__TASK TO COMPLETE__. Retype exactly the lines from the line with "the form [154,109]." to the end of the data, keeping both boundary lines.

__WORKING DATA__.
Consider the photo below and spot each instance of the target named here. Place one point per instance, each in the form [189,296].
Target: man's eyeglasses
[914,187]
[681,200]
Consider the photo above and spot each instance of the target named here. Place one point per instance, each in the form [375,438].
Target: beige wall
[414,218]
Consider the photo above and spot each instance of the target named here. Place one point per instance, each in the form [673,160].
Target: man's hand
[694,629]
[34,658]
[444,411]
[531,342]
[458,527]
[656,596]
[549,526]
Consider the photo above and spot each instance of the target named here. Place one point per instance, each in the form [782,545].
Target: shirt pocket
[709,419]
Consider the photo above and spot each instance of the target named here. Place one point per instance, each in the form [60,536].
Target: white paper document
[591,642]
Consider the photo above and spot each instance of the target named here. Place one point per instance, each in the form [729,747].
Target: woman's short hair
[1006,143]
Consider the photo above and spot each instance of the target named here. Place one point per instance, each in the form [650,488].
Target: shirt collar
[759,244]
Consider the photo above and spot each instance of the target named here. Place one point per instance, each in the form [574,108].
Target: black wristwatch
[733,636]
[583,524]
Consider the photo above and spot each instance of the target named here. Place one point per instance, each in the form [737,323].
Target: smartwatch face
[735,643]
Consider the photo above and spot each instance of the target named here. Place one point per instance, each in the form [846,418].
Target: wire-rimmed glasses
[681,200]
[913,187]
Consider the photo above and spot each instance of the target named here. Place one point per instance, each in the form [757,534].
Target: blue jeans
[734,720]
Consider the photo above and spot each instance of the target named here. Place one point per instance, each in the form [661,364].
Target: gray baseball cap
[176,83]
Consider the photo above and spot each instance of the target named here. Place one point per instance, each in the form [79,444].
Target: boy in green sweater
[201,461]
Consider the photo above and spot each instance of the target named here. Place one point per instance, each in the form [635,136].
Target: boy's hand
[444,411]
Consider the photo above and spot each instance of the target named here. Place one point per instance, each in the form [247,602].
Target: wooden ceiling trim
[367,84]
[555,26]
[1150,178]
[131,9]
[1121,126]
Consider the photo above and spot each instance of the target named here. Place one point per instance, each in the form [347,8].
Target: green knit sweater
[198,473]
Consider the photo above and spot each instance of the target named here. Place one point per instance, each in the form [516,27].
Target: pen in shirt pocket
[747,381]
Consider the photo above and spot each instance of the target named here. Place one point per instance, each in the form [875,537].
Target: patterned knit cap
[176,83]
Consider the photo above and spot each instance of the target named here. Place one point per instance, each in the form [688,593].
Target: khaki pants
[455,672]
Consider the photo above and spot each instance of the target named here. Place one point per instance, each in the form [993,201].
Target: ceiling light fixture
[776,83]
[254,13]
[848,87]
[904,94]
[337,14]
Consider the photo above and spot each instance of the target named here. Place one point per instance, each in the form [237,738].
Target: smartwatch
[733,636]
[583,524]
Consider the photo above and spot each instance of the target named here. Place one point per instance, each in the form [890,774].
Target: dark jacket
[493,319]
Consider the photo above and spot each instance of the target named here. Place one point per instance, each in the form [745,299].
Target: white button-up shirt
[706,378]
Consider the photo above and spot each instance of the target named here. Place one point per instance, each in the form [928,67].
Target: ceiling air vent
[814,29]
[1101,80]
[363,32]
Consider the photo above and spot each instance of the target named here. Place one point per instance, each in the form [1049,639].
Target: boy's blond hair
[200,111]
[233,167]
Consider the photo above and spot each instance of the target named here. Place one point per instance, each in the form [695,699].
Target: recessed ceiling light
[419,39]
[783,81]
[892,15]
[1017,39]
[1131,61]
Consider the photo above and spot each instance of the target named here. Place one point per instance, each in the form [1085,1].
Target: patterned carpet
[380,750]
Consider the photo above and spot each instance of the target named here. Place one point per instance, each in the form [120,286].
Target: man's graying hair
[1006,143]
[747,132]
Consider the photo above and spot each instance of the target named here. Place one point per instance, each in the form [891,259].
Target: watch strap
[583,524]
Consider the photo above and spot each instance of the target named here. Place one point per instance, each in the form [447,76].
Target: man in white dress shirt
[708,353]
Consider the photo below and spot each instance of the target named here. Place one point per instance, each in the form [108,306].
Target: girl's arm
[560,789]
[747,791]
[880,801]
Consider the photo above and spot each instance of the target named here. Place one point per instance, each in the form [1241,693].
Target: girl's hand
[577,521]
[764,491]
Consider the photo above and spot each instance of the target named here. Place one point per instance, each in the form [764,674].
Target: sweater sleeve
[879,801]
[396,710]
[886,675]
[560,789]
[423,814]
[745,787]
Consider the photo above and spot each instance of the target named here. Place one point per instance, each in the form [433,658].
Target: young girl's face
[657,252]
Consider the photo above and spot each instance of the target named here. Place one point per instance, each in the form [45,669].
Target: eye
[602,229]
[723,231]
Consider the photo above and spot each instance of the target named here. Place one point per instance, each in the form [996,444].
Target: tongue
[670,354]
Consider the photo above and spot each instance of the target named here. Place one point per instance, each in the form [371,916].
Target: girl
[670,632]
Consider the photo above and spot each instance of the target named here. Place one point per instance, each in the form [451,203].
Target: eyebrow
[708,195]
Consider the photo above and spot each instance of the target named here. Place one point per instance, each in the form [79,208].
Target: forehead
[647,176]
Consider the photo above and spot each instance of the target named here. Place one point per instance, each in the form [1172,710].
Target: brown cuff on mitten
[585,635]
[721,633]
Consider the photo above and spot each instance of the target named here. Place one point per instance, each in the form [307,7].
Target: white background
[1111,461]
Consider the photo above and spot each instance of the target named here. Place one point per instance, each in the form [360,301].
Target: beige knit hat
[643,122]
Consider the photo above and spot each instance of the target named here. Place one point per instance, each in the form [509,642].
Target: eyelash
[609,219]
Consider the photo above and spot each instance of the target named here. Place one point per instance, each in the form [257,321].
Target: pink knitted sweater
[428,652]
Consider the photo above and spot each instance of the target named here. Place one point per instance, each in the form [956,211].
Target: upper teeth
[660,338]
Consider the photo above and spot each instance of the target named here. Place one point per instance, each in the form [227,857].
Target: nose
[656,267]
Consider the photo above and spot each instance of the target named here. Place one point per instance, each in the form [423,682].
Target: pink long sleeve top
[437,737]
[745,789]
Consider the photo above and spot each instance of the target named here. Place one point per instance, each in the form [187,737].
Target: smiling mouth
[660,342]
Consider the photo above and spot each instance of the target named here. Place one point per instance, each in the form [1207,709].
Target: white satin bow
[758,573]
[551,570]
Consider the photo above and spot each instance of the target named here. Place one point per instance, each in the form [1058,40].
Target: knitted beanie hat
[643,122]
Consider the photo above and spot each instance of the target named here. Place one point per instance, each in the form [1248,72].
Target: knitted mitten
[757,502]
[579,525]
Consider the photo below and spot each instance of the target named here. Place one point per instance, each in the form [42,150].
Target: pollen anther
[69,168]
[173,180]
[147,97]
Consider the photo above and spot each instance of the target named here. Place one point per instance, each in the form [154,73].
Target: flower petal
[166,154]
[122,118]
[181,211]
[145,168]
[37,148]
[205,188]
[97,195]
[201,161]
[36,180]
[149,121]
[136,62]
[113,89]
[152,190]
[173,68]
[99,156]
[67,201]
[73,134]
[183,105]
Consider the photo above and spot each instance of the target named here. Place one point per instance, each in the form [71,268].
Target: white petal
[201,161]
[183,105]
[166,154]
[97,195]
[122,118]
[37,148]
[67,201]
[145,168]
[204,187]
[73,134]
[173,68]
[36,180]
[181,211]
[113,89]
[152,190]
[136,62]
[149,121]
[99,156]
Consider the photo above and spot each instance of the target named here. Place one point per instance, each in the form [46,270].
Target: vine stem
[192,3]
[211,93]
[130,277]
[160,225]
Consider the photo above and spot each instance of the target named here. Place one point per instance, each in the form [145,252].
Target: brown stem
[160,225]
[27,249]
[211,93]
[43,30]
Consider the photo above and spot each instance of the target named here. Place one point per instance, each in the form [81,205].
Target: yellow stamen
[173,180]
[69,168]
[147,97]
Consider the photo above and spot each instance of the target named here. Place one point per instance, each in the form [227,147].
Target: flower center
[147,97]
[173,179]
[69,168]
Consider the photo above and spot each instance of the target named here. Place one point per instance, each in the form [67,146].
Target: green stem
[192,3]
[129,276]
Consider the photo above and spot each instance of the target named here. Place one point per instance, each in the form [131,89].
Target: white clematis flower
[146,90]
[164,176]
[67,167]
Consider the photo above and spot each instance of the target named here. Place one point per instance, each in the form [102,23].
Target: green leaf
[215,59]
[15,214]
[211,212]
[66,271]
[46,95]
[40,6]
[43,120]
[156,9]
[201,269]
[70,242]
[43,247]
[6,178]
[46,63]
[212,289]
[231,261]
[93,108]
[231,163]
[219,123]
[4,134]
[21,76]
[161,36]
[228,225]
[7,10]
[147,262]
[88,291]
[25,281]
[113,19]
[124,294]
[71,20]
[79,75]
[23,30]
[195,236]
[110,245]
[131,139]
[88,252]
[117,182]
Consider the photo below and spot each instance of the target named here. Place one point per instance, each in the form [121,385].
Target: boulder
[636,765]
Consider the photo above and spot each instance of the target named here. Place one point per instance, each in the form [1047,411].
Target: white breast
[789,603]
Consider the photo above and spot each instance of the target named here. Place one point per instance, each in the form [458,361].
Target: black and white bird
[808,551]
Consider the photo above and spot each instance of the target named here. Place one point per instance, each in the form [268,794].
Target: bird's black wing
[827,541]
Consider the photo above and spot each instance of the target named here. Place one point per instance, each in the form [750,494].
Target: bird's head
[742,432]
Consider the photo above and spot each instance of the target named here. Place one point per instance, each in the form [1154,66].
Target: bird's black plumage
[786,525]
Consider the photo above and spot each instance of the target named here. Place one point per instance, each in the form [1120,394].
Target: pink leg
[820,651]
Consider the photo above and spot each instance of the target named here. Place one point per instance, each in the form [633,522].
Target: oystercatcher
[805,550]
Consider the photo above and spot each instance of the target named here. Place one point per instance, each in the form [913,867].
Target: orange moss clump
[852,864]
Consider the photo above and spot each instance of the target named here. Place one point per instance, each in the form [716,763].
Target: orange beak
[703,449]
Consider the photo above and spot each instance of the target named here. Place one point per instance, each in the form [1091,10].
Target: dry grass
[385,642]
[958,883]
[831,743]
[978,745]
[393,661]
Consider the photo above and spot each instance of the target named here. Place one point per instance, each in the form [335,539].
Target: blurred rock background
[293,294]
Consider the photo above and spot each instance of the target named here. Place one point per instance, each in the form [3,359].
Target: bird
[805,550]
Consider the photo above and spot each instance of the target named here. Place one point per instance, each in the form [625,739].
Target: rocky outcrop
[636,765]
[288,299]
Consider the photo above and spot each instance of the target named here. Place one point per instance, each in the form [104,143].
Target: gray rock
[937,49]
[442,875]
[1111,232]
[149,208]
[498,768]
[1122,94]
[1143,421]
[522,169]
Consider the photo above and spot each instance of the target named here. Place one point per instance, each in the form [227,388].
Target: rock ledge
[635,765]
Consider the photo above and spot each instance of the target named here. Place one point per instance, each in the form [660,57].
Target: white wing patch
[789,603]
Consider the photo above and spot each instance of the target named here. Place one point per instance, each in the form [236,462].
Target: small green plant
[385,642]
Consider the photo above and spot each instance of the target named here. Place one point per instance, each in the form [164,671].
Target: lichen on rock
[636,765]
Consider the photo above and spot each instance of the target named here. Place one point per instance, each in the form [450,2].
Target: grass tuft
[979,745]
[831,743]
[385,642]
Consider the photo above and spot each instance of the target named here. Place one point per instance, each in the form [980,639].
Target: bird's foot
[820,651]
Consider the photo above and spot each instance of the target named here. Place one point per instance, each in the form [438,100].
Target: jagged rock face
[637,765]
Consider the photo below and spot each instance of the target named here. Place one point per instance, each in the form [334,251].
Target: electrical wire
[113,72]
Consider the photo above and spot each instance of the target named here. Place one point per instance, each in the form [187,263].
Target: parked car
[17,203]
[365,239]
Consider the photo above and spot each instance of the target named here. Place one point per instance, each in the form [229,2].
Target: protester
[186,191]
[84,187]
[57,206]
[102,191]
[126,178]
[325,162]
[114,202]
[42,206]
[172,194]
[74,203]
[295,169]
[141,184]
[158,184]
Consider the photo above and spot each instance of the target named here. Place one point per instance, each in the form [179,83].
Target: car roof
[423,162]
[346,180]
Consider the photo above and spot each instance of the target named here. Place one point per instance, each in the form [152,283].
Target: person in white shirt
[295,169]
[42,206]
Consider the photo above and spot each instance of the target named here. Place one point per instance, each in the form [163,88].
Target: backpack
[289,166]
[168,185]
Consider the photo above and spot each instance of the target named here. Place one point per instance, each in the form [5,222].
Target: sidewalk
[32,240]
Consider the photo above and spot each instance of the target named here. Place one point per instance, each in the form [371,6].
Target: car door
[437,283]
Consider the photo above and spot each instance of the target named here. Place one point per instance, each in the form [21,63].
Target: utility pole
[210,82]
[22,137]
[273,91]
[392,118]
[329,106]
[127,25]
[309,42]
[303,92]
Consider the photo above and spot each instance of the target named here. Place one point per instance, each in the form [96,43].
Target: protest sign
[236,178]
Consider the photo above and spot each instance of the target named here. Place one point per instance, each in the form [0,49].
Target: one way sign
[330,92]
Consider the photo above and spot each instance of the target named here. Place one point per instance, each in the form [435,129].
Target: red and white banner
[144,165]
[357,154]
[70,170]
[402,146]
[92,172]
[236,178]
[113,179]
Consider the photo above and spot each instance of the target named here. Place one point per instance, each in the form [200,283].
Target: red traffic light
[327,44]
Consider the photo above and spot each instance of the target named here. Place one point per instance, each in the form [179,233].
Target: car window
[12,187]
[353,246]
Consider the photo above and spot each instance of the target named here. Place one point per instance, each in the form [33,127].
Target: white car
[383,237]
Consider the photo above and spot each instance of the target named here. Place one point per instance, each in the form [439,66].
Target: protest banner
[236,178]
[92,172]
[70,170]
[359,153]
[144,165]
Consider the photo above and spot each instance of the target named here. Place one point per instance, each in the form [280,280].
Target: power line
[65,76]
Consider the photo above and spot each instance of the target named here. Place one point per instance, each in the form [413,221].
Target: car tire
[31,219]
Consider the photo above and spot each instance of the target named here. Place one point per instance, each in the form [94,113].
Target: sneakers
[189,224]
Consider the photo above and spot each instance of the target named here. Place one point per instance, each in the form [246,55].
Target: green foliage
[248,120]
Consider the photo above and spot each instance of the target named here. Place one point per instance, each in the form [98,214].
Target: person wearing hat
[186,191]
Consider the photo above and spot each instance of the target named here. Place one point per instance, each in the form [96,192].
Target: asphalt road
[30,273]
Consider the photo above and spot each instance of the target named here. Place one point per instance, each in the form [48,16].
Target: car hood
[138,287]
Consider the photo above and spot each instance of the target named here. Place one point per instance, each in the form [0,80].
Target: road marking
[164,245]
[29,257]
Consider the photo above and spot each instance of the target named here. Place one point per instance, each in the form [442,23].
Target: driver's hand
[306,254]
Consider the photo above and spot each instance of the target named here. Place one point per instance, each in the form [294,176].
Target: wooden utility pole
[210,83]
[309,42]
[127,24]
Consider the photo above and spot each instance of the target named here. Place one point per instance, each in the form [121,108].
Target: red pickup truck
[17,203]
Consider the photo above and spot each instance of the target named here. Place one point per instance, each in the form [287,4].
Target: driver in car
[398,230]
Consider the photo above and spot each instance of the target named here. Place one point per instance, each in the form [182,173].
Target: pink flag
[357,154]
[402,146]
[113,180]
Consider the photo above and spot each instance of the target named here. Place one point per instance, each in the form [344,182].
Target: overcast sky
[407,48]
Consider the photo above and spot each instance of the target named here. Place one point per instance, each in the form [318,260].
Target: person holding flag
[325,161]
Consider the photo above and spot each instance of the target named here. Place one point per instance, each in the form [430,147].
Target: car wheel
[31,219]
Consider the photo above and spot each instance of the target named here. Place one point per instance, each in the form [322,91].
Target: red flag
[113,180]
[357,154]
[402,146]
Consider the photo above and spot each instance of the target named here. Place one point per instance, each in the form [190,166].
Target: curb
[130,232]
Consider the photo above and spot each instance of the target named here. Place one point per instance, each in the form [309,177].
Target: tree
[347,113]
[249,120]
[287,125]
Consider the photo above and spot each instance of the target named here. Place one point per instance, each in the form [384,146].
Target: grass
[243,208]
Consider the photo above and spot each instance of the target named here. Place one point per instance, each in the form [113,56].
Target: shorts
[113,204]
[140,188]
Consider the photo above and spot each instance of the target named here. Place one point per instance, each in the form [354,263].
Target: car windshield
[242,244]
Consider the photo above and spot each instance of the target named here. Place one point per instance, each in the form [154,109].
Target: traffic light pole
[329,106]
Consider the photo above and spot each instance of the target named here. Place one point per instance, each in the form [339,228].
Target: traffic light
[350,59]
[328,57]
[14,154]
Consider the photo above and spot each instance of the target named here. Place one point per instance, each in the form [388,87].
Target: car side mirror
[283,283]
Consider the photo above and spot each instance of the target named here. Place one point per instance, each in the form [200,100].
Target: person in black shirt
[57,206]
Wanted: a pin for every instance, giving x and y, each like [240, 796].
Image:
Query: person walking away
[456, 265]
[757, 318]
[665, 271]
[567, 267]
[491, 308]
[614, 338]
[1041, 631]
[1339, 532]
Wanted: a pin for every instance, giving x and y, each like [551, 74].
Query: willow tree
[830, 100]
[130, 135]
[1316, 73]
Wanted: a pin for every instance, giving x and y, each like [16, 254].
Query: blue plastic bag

__CORRECT ANSWER__.
Consider the photo above and spot each instance of the target named here. Place one point per instance, each in the form [154,109].
Target: traffic light pole
[329,106]
Consider the photo above and spot each instance of the target named here. Place one point per instance, each in the form [339,228].
Target: traffic light
[350,59]
[328,57]
[14,154]
Consider the photo above and spot each instance of the target named here. Place one point per instance, each in the form [388,87].
Target: car side mirror
[283,283]
Consider the photo above and spot each instance of the target named here. Place one point per instance, each in the form [200,100].
Target: person in black shirt
[57,206]
Wanted: a pin for every instance, giving x and y, each like [240, 796].
Image:
Query: person walking away
[456, 265]
[757, 318]
[665, 271]
[567, 267]
[491, 308]
[614, 338]
[1041, 631]
[1339, 532]
Wanted: a pin for every instance, giving x and y, each like [551, 74].
Query: willow tree
[830, 100]
[130, 135]
[1316, 73]
Wanted: a pin for every instance, giving x and y, each like [16, 254].
Query: blue plastic bag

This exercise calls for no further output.